____ DATA LISTING

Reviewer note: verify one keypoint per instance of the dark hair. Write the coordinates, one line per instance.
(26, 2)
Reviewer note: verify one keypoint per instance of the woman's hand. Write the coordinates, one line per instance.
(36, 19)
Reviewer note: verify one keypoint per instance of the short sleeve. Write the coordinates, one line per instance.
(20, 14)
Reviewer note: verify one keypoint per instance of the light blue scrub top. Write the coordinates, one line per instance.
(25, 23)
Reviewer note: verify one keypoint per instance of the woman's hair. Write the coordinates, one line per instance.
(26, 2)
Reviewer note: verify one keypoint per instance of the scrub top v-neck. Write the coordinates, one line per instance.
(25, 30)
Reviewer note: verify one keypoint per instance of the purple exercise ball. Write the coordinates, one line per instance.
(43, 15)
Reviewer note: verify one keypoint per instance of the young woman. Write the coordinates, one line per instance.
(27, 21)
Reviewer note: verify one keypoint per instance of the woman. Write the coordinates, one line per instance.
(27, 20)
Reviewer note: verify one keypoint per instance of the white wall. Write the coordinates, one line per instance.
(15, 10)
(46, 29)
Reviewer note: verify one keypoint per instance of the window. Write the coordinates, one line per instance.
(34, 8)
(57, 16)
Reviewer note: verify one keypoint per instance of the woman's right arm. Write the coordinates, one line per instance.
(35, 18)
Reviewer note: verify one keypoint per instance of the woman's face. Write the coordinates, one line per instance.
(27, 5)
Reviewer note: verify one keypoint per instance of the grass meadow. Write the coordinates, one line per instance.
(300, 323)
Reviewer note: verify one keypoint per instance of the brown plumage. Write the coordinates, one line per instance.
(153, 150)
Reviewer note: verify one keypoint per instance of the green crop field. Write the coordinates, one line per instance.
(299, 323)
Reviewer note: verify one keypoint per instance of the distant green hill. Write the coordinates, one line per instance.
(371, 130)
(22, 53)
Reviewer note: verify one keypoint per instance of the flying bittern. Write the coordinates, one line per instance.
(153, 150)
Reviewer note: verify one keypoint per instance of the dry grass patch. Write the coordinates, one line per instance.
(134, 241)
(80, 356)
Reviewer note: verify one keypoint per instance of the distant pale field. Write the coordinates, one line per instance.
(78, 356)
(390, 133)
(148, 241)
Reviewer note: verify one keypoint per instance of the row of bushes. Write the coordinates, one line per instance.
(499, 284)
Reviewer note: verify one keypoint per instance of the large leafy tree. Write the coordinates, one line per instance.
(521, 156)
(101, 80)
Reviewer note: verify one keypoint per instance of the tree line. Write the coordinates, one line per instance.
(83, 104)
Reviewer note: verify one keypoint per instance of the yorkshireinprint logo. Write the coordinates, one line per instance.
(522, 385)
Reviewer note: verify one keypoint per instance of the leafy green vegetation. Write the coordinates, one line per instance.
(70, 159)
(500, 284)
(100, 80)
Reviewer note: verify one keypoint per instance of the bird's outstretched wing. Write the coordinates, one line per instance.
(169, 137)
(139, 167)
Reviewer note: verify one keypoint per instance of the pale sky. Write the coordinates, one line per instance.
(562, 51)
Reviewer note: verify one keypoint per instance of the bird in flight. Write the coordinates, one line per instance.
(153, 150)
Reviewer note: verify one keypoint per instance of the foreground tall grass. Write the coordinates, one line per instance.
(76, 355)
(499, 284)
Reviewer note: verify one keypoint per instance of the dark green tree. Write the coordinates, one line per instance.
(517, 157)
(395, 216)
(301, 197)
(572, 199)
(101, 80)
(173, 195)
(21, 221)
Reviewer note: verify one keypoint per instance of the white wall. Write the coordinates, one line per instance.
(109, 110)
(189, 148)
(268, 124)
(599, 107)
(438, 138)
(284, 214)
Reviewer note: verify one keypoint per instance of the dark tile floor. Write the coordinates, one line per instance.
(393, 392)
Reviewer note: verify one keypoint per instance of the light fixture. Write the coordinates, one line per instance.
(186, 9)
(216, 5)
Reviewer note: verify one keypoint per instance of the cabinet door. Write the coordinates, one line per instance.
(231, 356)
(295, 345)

________

## WHAT YOU HAVE TO DO:
Without omitting anything, set down all the entries above again.

## SOLUTION:
Reviewer note: verify one keypoint per instance of the dark hair. Write the coordinates, one line per instance.
(26, 2)
Reviewer note: verify one keypoint per instance of the woman's hand. Write the coordinates, one line per instance.
(36, 19)
Reviewer note: verify one keypoint per instance of the short sleeve. Write the coordinates, one line per instance.
(20, 14)
Reviewer note: verify one keypoint per instance of the light blue scrub top. Write the coordinates, one line per instance.
(25, 23)
Reviewer note: verify one keypoint per instance of the woman's hair. Write the coordinates, one line per instance.
(26, 2)
Reviewer note: verify one keypoint per instance of the scrub top v-neck. Write the coordinates, one line per instance.
(25, 30)
Reviewer note: verify one keypoint per instance of the purple exercise ball. Write the coordinates, one line per instance.
(43, 15)
Reviewer note: verify one keypoint per instance of the young woman. Write the coordinates, one line per instance.
(27, 21)
Reviewer note: verify one keypoint per instance of the woman. Write the coordinates, one line per instance.
(27, 20)
Reviewer note: verify one keypoint per instance of the white wall. Write the coordinates, one line per instance.
(15, 10)
(46, 29)
Reviewer note: verify one keypoint per instance of the window. Write the coordinates, one line per instance.
(34, 8)
(57, 16)
Reviewer note: verify one keypoint per instance of the woman's right arm. Write the coordinates, one line per instance.
(35, 18)
Reviewer note: verify one keypoint per instance of the woman's face. Write the coordinates, one line per instance.
(27, 5)
Reviewer note: verify one keypoint per instance of the grass meadow. Write the coordinates, one line per instance.
(300, 323)
Reviewer note: verify one keypoint per instance of the brown plumage. Write the coordinates, one line per instance.
(153, 150)
Reviewer note: verify one keypoint per instance of the green crop field. Write the coordinates, one line per instance.
(299, 323)
Reviewer note: verify one keypoint per instance of the distant green hill. Write the coordinates, one line per instance.
(371, 130)
(22, 53)
Reviewer note: verify one keypoint per instance of the flying bittern. Write the coordinates, one line per instance.
(153, 150)
Reviewer note: verify one keypoint per instance of the dry grass patch. Write the coordinates, one line per instance.
(134, 241)
(80, 356)
Reviewer note: verify one keypoint per instance of the distant pale field. Write the coordinates, one line per instance.
(78, 356)
(390, 133)
(148, 241)
Reviewer note: verify one keypoint per instance of the row of bushes. Write the coordinates, one line per instance.
(499, 284)
Reviewer note: verify one keypoint per instance of the large leafy tree. Write the coordinates, one line per instance.
(521, 156)
(101, 80)
Reviewer note: verify one keypoint per instance of the tree line. Write the coordinates, one line per instance.
(83, 104)
Reviewer note: verify one keypoint per instance of the yorkshireinprint logo. Write the coordinates, one line per instance.
(522, 385)
Reviewer note: verify one keypoint per instance of the leafy green vegetation. Write the coordinates, one line per instance.
(70, 159)
(500, 284)
(100, 80)
Reviewer note: verify one keypoint per instance of the bird's outstretched wing. Write the coordinates, one line per instance.
(169, 137)
(139, 167)
Reviewer note: verify one keypoint per instance of the pale sky. Write the coordinates, one line per instance.
(562, 51)
Reviewer note: verify one keypoint per instance of the bird in flight. Write the coordinates, one line per instance.
(153, 150)
Reviewer note: verify one keypoint per instance of the foreground tall grass. Write the coordinates, one line per instance.
(76, 355)
(499, 284)
Reviewer note: verify one keypoint per instance of the dark green tree. Write the coordinates, one line per instance.
(517, 157)
(395, 216)
(301, 197)
(572, 199)
(101, 80)
(173, 195)
(21, 221)
Reviewer note: verify one keypoint per instance of the white wall. Write the coordinates, one line per instance.
(109, 110)
(189, 148)
(268, 124)
(599, 107)
(438, 138)
(284, 214)
Reviewer note: verify one keypoint per instance of the dark tile floor. Write the coordinates, one line per instance.
(393, 392)
Reviewer note: verify one keypoint per instance of the light fixture. Write the coordinates, one line per instance.
(186, 9)
(216, 5)
Reviewer note: verify one keypoint per instance of the cabinet door. Write the coordinates, one line per instance.
(231, 356)
(295, 345)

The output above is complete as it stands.